[Opening Data to process section]
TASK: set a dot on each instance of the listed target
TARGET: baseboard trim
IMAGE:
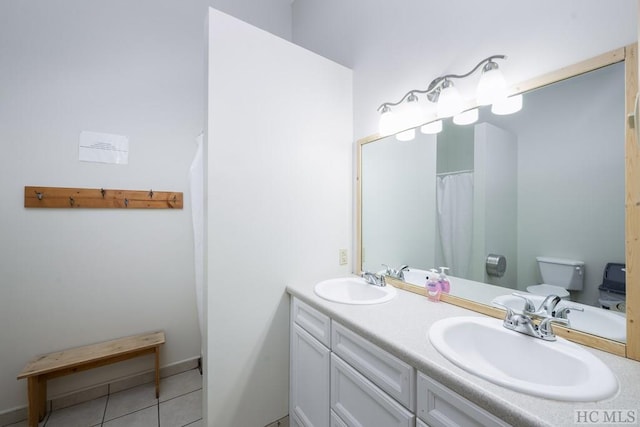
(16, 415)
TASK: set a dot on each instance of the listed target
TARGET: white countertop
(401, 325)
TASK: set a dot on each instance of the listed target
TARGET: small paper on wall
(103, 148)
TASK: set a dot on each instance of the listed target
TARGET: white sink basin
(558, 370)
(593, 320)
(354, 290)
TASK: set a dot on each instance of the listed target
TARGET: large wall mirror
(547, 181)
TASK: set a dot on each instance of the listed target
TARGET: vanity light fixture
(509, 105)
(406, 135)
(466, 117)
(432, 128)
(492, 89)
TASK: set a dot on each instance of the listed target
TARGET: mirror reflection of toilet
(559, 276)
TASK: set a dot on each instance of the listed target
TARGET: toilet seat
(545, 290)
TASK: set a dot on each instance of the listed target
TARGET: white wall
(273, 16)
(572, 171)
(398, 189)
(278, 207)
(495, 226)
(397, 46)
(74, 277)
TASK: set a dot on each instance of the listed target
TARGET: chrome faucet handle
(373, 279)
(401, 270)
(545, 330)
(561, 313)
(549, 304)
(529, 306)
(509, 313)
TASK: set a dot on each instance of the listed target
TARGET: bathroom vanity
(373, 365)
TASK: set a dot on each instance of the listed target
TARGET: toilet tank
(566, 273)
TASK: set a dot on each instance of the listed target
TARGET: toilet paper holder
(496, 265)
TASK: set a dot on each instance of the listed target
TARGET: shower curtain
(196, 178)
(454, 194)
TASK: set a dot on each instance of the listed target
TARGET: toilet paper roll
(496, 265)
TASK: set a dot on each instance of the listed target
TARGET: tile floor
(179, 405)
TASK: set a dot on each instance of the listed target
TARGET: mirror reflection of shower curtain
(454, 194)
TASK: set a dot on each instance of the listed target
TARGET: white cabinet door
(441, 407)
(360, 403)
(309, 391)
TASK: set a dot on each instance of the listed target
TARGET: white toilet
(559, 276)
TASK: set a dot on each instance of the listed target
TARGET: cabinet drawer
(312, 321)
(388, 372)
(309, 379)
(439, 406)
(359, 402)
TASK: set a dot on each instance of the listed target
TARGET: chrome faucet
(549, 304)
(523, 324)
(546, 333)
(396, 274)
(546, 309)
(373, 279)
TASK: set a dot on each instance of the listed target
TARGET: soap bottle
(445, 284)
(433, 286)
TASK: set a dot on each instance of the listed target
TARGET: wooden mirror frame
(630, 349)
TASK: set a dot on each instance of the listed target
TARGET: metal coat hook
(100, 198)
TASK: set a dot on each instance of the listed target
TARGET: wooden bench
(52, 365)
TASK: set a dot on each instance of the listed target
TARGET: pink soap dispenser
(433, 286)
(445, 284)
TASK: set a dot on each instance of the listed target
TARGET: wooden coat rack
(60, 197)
[Closing Data to process section]
**Exercise goal**
Nothing should appear in the answer except the lines from the one containing "TARGET: wooden mirror frame" to the end of the data above, reproduced exactly.

**Answer box**
TARGET: wooden mirror frame
(630, 349)
TASK: set a dot on each instance of the listed target
TARGET: metal coat hook
(100, 198)
TASK: set a dot on each instance of the listed target
TARGET: wooden bench
(52, 365)
TASK: set a dot on each instance of the listed target
TARGET: pink soap dispenser
(433, 286)
(445, 284)
TASK: set a dot on each instance of the listed target
TARGET: wooden coat rack
(60, 197)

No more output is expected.